Rewrite every line of the listing below, replacing "photograph" with "image" and leaving everything else unchanged. Leave the pictures out of your answer.

-- GIVEN DATA start --

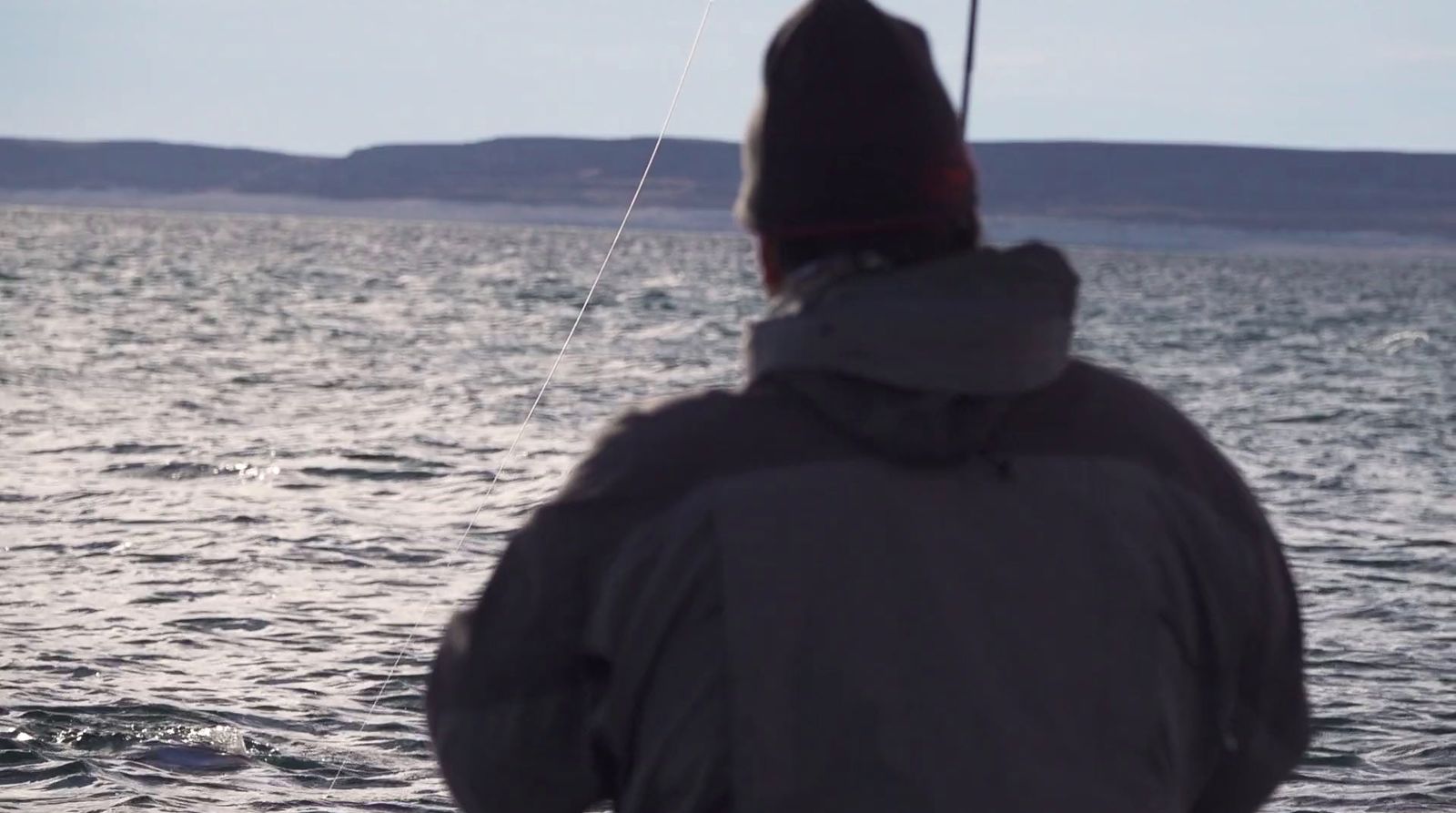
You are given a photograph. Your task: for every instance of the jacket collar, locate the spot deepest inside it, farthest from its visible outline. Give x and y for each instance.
(985, 322)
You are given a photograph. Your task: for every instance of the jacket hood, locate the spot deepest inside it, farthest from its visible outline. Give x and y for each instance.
(921, 361)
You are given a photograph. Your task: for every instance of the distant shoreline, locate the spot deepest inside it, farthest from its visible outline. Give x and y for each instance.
(1079, 191)
(1001, 229)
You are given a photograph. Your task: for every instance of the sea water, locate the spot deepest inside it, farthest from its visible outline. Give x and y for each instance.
(238, 456)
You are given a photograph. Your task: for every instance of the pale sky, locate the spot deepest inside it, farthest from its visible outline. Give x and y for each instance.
(327, 76)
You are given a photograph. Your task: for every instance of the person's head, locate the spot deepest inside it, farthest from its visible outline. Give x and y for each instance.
(855, 146)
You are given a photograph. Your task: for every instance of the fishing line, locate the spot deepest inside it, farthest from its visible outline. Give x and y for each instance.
(970, 66)
(506, 458)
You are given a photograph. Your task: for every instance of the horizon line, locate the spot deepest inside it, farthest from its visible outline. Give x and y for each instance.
(713, 140)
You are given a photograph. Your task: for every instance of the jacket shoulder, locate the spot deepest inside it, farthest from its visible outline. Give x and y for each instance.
(1092, 412)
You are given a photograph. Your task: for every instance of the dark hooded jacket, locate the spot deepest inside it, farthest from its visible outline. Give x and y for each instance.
(922, 561)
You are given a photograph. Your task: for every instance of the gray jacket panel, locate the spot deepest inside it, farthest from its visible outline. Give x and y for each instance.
(830, 590)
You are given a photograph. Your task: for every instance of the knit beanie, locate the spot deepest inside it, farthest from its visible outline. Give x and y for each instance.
(854, 133)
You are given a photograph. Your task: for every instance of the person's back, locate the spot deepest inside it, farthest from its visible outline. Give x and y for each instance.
(924, 561)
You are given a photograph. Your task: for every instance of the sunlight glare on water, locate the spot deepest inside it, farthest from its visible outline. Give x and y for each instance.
(238, 453)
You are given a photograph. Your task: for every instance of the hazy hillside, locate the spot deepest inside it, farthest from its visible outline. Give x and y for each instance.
(1191, 186)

-- GIVEN DATA end --

• [TASK ANSWER]:
You are given a image. Your task: for every instance of the jacket collar, locate the spot deepest inside it, farthest from its visible outline. Give x and y for each instance.
(985, 322)
You are given a image. Your task: for every instance of the jacket hood, locate the spot deepest inside it, farthest from its visible outline. Give x and y for each instance.
(921, 361)
You are given a image. Your task: for every instance of the distant shoreline, locate the spot deepest inside it, farthest from its visible outline. Give x and y for each instance.
(1079, 191)
(1001, 229)
You are given a image. Your task: for every instance of the sea water, locate the spot deepest inside it, farthest from its visible outline. Give x and y for each instance.
(238, 456)
You are given a image. Your task: for every instance of the pale sky, locate the spot deepest inside it, farthest from its visible outline. Give x and y for each instance.
(327, 76)
You are given a image. Your task: for every instance of the person's head, locate the spot deepest inside it, farthest from its visible outline. Give x and y for each instance.
(855, 146)
You are given a image. Your task: for every instance of the fishing line, locate the spot deepest inside it, farthest from its visible outline. Give x and y for each instance.
(970, 66)
(506, 458)
You are given a image. Your task: for every instance of the horizon line, locate the spot deepest inside it, farthest from its visible outline. Give x and y for each instance.
(713, 140)
You are given a image. Your task: for every instance of the jacket shoulder, locate the spot deepest inside it, farthest from its visible outline. Give x and y for each instance.
(1092, 412)
You are given a image. Your task: for every instance of the dark hooded jacket, locate the spot deepest inside it, farthest from its visible outline. Give x and y for each instance.
(922, 561)
You are given a image. Your task: for every instance of the gray jacket panel, locate the spot deepest inside it, farthest from its visible outline. Give x and y for each instance.
(830, 590)
You are given a image. Your task: for every instance of the knit beanie, locate the spot deepest inside it, farthest from its visible outline. Give x and y for each instance.
(854, 133)
You are given a image. Your task: for every instance of the person's back, locate the spot deepest inside it, farthest from its visible outline. Give x and y for each instance.
(924, 561)
You are given a image. Your task: for every instance of the sunlight glare on water, locate the spot deepest inside it, farthest from its visible outline. Give x and y for each instance.
(238, 453)
You are given a image. Your task: for every instance of the hazy hillside, locate the spot deepest inside it, farthest from its visible outline. Give x and y for each instance.
(1191, 186)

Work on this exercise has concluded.